▶ [TEXT EXTRACT]:
((

Later today the Lord Chancellor will make a statement in the Commons setting out the next stage in the government’s Transforming Legal Aid proposals. Already published is a letter from him setting out some of what will be announced, and a response to the initial consultation and a further consultation paper is expected.

From what we know so far, it seems:

  • price competitive tendering will not happen
  • Crime fees will be cut by 17.5%, half in 2014 and half in 2015
  • There will be two crime contracts, one allowing unlimited own client work and one allocating duty slots to firms, but breaking the link between individual duty solicitors and slots
  • There will be an independent review of advocacy in crime and work to save costs elsewhere in the system
  • The civil proposals, including removing the right to legal aid in most cases for prisoners, cuts to judicial review, the residence test and cuts to fees for childcare work, seem likely to go ahead as proposed
  • When published, we will post the consultation documents and bring you more detail. But it seems that whatever happens today will not be the end of the matter; there will be more campaigning, more debate and more challenges to come. Whether PCT was ever a serious proposition, or as some have suggested a straw man allowing administrative cuts to be brought in more easily, it has succeeded in uniting all parts of the profession as perhaps never before. And it must be remembered that what will go ahead, even without PCT, will be devastating. It is seriously questionable whether crime and family practitioners can absorb more fee cuts and stay viable. And the civil proposals, largely it seems unchanged, remain a fundamental concern to the rule of law by depriving groups of people of access to the courts no matter how they are treated by the state and others.

))

▶ [STORED DATA]:
((

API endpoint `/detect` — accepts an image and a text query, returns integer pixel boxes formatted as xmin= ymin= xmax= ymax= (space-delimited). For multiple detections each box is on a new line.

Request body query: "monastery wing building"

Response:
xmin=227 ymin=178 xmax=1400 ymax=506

))

▶ [DIRECTIONS]: Please give the percentage by which the legal aid text says crime fees will be cut, and the years over which the cut is split.

▶ [RESULT OF THE TASK]: 17.5%, half in 2014 and half in 2015.